> [PROBLEM]
Turn the items below into a two-column CSV with the headers instruction and outline, one row per item. Put each item's text and its answer in a single quoted field each, replace line breaks with spaces, and leave the pictures out.

——

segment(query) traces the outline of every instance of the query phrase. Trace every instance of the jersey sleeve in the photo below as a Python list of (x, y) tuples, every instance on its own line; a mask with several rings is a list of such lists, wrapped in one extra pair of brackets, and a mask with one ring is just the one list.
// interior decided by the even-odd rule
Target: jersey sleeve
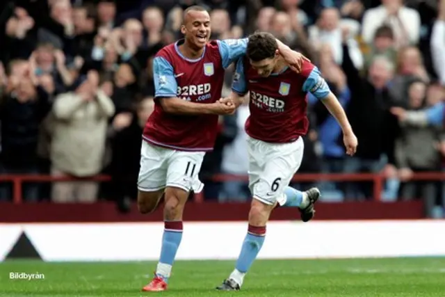
[(244, 73), (244, 63), (243, 63), (242, 58), (236, 62), (236, 69), (234, 74), (232, 90), (241, 95), (244, 95), (248, 93), (245, 74)]
[(445, 116), (445, 104), (439, 103), (426, 110), (428, 122), (432, 125), (441, 125)]
[(321, 77), (320, 70), (314, 66), (303, 83), (303, 92), (310, 93), (320, 99), (327, 97), (330, 91), (326, 81)]
[(217, 40), (224, 68), (228, 67), (233, 62), (244, 56), (248, 40), (248, 38)]
[(153, 61), (154, 96), (176, 97), (177, 83), (172, 65), (164, 58), (156, 57)]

——

> [OUTPUT OF THE TASK]
instruction,outline
"segment(query) traces the outline of every instance of the query phrase. Trace every instance of the jersey sleeve in the photo below as a Python list of (x, y) tuples, every instance on its own line; a mask with several rings is a list of such lists, wrapped in one extra pair of brackets, and a mask with one ring is just the one list. // interior decided by the even-odd rule Target: jersey sleeve","[(244, 73), (244, 63), (243, 63), (242, 58), (236, 62), (236, 69), (234, 74), (232, 90), (241, 95), (244, 95), (248, 93), (245, 74)] [(445, 116), (445, 104), (439, 103), (426, 110), (428, 122), (432, 125), (441, 125)] [(321, 77), (320, 70), (314, 66), (303, 83), (303, 92), (310, 93), (320, 99), (327, 97), (330, 91), (326, 81)] [(217, 40), (224, 68), (228, 67), (233, 62), (244, 56), (248, 40), (248, 38)] [(153, 61), (154, 96), (176, 97), (177, 83), (172, 65), (164, 58), (156, 57)]"